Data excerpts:
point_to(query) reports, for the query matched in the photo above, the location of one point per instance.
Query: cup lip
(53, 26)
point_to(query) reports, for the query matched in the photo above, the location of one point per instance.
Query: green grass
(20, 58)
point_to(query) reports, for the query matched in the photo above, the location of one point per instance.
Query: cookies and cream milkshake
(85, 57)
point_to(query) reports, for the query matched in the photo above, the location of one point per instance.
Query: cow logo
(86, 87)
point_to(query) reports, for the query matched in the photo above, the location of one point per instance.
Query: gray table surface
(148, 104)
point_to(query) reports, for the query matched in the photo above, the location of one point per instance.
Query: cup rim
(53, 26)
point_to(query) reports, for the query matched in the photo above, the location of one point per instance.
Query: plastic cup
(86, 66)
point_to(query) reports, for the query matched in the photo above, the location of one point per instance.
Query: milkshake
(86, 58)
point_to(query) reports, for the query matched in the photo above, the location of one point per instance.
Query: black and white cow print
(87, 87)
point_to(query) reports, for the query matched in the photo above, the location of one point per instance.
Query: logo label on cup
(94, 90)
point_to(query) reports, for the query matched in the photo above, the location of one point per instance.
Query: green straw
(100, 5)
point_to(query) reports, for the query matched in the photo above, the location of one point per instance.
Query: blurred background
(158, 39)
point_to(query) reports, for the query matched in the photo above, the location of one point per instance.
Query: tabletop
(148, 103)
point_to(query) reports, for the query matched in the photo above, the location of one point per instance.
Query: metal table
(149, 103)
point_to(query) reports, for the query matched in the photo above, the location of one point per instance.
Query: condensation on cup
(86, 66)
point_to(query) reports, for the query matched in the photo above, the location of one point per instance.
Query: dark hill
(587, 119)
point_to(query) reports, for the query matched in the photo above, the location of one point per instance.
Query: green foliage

---

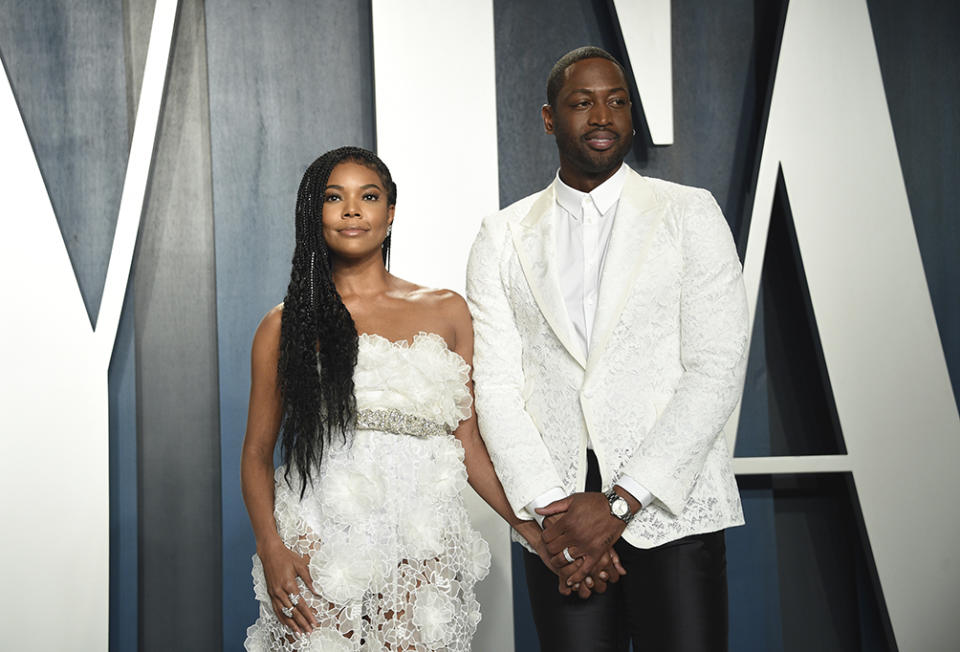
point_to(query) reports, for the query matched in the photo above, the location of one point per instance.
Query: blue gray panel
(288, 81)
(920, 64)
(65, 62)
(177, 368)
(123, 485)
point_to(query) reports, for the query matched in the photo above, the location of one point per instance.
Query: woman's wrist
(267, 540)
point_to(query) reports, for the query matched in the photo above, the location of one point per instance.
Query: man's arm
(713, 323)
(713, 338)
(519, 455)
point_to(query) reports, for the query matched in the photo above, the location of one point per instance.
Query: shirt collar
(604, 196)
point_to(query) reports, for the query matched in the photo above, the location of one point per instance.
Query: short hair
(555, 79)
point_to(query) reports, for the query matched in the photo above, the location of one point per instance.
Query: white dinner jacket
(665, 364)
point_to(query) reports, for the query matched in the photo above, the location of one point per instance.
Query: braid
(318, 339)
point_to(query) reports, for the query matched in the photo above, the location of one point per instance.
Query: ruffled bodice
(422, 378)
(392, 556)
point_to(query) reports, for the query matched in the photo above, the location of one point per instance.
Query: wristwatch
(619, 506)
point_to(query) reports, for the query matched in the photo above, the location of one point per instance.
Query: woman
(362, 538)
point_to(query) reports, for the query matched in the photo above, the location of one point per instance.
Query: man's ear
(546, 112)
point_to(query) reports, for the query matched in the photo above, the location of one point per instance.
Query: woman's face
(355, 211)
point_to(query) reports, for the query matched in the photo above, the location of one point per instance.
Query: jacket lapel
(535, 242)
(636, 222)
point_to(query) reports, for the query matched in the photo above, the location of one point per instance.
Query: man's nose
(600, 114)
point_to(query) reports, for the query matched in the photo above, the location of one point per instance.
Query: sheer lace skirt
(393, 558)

§ YOUR INSTRUCTIONS: All that is wanted is a faithful reproduction of the line above with "Query: condensation on cup", the line with "Query: green foliage", and every line in between.

§ RESULT FOR THIS EXERCISE:
Query: condensation on cup
(86, 66)
point_to(query) reports, for the query matched in the photo above, the location of one point per instance.
Query: dark hill
(587, 119)
point_to(query) reports, for the query matched in the photo above, the location of one point per instance.
Query: green foliage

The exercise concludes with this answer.